The problem
The result should be the lines from the one holding "Keypoint placement rule: for each instance of the black combat" to the final line of the records, retyped exactly.

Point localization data
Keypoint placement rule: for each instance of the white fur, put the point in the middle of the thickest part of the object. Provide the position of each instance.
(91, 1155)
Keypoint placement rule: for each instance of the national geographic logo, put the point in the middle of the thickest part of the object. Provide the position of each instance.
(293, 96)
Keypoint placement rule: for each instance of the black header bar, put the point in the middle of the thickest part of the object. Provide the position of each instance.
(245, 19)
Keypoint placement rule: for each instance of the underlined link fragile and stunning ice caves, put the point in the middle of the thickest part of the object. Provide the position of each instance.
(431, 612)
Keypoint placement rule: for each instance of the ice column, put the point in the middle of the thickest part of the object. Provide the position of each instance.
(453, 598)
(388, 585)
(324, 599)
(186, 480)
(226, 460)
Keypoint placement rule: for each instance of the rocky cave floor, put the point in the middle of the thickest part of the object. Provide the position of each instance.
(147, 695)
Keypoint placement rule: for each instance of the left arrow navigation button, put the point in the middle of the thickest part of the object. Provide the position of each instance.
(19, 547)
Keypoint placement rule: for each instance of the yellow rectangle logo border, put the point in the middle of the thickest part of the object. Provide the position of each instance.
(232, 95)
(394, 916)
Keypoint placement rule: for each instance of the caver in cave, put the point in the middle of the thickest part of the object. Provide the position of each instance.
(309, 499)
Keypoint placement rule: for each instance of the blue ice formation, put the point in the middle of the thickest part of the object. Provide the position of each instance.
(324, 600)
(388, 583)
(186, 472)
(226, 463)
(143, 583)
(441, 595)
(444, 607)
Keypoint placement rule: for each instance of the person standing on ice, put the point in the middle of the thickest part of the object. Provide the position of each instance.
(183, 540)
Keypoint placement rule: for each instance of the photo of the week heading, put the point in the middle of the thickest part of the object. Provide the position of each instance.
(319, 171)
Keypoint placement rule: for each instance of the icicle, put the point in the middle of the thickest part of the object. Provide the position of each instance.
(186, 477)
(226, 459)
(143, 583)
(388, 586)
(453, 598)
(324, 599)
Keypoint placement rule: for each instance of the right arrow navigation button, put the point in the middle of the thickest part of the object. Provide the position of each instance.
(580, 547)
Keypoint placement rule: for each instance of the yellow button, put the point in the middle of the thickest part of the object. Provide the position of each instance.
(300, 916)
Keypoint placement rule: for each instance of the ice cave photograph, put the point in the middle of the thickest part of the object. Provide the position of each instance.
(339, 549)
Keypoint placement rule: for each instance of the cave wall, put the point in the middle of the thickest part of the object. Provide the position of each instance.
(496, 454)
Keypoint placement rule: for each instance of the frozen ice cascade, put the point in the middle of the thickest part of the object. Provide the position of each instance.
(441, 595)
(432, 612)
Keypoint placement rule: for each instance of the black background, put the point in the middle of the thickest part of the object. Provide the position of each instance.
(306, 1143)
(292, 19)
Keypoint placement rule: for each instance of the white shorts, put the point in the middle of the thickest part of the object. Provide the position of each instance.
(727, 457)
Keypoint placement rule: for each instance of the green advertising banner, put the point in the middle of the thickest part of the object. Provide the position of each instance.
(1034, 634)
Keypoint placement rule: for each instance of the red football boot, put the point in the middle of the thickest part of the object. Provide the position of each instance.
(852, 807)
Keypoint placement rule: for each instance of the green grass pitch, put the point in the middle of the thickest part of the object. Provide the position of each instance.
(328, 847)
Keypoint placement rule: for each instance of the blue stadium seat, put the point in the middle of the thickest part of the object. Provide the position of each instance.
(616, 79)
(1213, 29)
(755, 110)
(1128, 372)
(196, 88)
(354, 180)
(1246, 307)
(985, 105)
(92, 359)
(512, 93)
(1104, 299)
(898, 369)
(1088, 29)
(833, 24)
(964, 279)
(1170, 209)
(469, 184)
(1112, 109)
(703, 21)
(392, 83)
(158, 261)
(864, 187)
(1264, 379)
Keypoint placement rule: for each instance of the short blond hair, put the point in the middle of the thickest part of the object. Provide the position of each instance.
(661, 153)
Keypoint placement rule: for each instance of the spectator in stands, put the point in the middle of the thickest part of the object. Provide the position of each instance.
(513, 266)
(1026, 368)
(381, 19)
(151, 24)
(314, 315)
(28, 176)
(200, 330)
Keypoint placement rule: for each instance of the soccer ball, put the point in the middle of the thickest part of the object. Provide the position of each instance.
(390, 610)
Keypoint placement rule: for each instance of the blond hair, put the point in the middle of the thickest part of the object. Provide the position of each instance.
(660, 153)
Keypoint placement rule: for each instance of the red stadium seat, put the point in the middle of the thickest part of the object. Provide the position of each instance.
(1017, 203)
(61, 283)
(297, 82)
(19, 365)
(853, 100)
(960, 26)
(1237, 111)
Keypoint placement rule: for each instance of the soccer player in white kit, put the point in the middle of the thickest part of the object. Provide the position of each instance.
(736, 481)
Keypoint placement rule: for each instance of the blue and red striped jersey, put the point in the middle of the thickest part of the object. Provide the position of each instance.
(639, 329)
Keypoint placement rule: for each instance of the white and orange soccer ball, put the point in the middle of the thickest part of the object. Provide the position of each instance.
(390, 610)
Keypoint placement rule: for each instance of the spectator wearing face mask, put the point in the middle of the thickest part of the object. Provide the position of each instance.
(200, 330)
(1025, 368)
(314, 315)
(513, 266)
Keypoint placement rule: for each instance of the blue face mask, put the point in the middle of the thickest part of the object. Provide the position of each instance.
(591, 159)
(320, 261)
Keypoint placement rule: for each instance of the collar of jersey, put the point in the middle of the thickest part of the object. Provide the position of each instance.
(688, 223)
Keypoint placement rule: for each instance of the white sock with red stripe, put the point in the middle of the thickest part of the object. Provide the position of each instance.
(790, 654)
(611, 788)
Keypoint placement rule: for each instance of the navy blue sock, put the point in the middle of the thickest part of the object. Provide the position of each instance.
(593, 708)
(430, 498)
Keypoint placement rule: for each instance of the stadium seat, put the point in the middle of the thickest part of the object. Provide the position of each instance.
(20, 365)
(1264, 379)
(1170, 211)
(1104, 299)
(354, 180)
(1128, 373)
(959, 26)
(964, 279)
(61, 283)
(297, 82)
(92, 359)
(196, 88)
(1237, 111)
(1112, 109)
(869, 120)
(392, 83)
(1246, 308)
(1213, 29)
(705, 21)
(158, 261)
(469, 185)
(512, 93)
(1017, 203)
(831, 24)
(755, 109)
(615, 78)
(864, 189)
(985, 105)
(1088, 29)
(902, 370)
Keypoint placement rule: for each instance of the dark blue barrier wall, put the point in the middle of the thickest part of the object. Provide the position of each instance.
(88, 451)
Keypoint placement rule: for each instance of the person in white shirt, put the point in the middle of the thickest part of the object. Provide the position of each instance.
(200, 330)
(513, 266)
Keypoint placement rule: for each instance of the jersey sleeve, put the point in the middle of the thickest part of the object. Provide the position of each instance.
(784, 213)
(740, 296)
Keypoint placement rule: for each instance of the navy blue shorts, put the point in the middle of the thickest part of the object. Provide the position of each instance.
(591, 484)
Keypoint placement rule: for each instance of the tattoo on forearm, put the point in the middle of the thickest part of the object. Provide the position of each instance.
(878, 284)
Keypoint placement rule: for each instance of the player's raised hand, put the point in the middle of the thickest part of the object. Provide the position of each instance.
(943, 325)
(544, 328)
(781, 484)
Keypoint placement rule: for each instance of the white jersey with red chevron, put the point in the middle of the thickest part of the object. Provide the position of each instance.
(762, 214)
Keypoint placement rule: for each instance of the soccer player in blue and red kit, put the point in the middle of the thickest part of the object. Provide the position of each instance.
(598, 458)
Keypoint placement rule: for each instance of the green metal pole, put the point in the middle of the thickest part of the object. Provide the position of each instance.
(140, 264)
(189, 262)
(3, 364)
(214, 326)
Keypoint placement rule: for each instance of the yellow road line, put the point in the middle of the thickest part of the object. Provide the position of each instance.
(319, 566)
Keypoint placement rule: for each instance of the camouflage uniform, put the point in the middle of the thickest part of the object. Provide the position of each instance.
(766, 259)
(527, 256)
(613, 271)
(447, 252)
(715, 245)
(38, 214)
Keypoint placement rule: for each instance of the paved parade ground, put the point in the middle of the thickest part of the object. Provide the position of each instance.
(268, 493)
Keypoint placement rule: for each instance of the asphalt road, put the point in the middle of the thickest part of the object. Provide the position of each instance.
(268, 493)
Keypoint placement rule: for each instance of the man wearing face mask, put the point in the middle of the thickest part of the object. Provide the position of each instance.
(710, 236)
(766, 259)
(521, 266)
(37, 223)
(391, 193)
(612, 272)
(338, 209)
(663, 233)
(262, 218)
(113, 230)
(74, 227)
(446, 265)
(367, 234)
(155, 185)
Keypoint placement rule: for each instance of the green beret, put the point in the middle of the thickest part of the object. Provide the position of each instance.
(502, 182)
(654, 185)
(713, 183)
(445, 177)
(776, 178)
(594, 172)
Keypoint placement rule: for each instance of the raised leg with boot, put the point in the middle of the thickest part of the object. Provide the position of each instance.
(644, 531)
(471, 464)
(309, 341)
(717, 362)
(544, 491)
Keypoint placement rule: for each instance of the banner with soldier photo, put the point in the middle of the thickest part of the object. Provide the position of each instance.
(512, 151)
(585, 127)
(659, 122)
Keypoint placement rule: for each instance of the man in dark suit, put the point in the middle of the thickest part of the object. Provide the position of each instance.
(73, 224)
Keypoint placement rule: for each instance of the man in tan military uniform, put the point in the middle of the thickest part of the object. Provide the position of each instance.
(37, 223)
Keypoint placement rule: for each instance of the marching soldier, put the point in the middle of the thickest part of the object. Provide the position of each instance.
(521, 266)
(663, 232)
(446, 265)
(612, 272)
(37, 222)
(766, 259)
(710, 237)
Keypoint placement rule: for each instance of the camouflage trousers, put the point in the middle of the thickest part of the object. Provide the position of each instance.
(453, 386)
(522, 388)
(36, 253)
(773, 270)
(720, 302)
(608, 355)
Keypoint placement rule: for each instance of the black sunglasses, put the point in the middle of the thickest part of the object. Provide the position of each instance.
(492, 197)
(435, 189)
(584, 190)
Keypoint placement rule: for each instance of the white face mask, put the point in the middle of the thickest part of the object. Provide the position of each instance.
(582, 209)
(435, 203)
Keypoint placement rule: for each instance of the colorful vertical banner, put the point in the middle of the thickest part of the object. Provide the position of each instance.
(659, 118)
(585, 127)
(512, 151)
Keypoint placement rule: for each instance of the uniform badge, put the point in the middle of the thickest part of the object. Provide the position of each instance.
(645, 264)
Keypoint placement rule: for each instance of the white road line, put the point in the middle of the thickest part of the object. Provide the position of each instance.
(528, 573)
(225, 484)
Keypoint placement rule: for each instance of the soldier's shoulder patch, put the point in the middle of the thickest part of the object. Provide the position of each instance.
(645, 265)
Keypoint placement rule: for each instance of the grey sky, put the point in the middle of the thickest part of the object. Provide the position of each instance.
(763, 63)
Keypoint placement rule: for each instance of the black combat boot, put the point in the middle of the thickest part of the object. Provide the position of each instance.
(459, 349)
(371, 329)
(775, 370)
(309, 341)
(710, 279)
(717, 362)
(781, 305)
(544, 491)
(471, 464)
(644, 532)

Written answer
Keypoint placement rule: for each instance of the black combat boot, put the point in the middle of the thickest part of the object. Provide the position of each instance.
(459, 349)
(371, 329)
(775, 370)
(309, 341)
(710, 279)
(717, 362)
(781, 305)
(544, 491)
(471, 464)
(644, 532)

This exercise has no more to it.